* [Task to carry out]:
Could you return every one of the rows below unchanged, character for character?
--- start of Material for the task ---
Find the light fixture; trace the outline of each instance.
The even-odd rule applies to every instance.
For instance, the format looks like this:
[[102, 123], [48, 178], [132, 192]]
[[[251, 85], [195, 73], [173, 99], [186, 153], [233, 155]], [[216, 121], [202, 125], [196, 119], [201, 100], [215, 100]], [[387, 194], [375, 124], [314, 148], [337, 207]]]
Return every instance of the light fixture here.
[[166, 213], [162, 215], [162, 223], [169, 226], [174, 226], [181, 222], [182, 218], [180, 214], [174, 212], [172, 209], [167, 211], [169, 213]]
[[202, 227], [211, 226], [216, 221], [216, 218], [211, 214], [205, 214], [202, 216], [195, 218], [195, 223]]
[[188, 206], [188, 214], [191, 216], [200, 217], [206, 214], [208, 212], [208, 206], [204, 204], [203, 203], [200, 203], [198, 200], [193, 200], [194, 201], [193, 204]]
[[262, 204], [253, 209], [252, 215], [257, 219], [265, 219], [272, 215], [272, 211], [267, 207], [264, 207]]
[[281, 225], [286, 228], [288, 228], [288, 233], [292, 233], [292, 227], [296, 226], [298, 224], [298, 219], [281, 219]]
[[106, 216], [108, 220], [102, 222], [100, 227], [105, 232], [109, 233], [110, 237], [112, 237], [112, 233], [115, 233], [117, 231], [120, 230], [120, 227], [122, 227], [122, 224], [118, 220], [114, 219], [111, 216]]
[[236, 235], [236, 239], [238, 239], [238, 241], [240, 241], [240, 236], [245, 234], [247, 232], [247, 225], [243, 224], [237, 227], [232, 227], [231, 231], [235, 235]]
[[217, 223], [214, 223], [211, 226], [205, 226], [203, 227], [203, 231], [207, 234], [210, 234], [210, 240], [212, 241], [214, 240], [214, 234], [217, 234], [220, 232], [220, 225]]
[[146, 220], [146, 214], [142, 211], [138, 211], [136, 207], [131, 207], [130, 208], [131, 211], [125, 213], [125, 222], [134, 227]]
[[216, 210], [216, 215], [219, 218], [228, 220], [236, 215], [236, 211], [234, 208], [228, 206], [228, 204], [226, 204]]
--- end of Material for the task ---
* [Response to this task]:
Find the light fixture; trace the outline of each instance.
The even-odd rule applies to every instance.
For instance, the format looks like this:
[[102, 123], [48, 178], [132, 192]]
[[[251, 85], [195, 73], [173, 99], [186, 153], [233, 155]], [[216, 121], [202, 125], [196, 119], [201, 100], [215, 100]], [[387, 194], [375, 124], [314, 148], [337, 207]]]
Return every instance of the light fixture here.
[[166, 213], [162, 215], [162, 223], [169, 226], [174, 226], [181, 222], [182, 218], [180, 214], [174, 212], [172, 209], [167, 211], [169, 213]]
[[202, 227], [211, 226], [216, 221], [216, 218], [211, 214], [205, 214], [202, 216], [195, 218], [195, 223]]
[[188, 206], [188, 214], [191, 216], [200, 217], [206, 214], [208, 212], [208, 206], [204, 204], [203, 203], [200, 203], [198, 200], [193, 200], [194, 201], [193, 204]]
[[262, 204], [253, 209], [252, 215], [257, 219], [265, 219], [272, 215], [272, 211], [267, 207], [264, 207]]
[[281, 225], [286, 228], [288, 228], [288, 233], [292, 233], [292, 227], [296, 226], [298, 224], [298, 219], [281, 219]]
[[106, 216], [108, 220], [102, 222], [100, 227], [105, 232], [109, 233], [110, 237], [112, 237], [112, 233], [115, 233], [117, 231], [120, 230], [120, 227], [122, 227], [122, 224], [118, 220], [114, 219], [111, 216]]
[[236, 235], [236, 239], [238, 239], [238, 241], [240, 241], [240, 236], [245, 234], [247, 232], [247, 225], [243, 224], [237, 227], [232, 227], [231, 231], [235, 235]]
[[217, 223], [214, 223], [211, 226], [205, 226], [203, 227], [203, 231], [207, 234], [210, 234], [210, 240], [212, 241], [214, 240], [214, 234], [217, 234], [220, 232], [220, 225]]
[[146, 220], [146, 214], [142, 211], [138, 211], [136, 207], [131, 207], [130, 208], [131, 211], [125, 213], [125, 222], [134, 227]]
[[216, 210], [216, 215], [219, 218], [228, 220], [236, 215], [236, 211], [234, 208], [228, 206], [228, 204], [226, 204]]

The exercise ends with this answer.